◆ **PROBLEMS**:
a - Answer these questions from the Batalla Naval text:
(i) What drink did the group keep sipping at the pool on the Sunday after Madrid Pride?
(ii) How steep was the patch of lawn where they found a spot?
(iii) In which Madrid neighborhood is Batalla Naval held each year?
b - Reproduce the passage of the Batalla Naval text between "Lounging in the" and "ahead of us.", inclusive.

◆ **SOURCE TEXT**:
————

Lounging in the grass by the pool with our friends on the Sunday after Madrid Pride was about the only way we could imagine spending the warm day in the heat of summer. We nursed hangovers from Saturday’s all day celebration, yet somehow managed to continue sipping sangria at the pool. Hair of the dog as they say. I rolled over to face my friend Javi as he spoke, trying not slide down the steep edge of lawn we were on. The pool was so crowded that day that the only spot we managed to find happened to be a 45 degree decline of grass that had us struggling not to slide into the people ahead of us.
“Are you going to Batalla Naval next Sunday?” he asked.
“Of course not,” I thought, “I have no idea what you’re talking about.”
He explained to me that this was an annual tradition in the neighborhood of Vallecas in Madrid. Not surprisingly, the people throw water at each other via buckets, squirt guns, water balloons, basically in any capacity that could be used to hold water and then hurl it at complete strangers. Spaniards continue to solidify for me that they are just plain odd. I asked Javi why Spaniards love to throw things at each other at events, referencing Batalla del Vino, in which they throw wine, La Tomatina, in which they throw tomatoes, and Els Enfarinats, in which they throw flour and eggs at one another. Now he’s telling me there’s an event that’s a giant water fight? Why??

————

◆ **SUPPLIED RECORDS**:
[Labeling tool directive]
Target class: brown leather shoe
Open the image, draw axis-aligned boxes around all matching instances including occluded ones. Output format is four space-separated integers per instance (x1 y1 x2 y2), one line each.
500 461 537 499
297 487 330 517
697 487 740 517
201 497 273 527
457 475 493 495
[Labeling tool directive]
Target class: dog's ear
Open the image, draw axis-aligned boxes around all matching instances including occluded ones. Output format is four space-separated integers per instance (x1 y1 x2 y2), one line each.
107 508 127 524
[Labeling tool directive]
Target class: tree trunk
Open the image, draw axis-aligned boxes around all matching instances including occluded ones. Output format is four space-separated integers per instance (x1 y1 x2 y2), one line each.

————

◆ **SOLUTIONS BY TASK**:
a -
(i) Sangria
(ii) A 45 degree decline
(iii) Vallecas

b -
Lounging in the grass by the pool with our friends on the Sunday after Madrid Pride was about the only way we could imagine spending the warm day in the heat of summer. We nursed hangovers from Saturday’s all day celebration, yet somehow managed to continue sipping sangria at the pool. Hair of the dog as they say. I rolled over to face my friend Javi as he spoke, trying not slide down the steep edge of lawn we were on. The pool was so crowded that day that the only spot we managed to find happened to be a 45 degree decline of grass that had us struggling not to slide into the people ahead of us.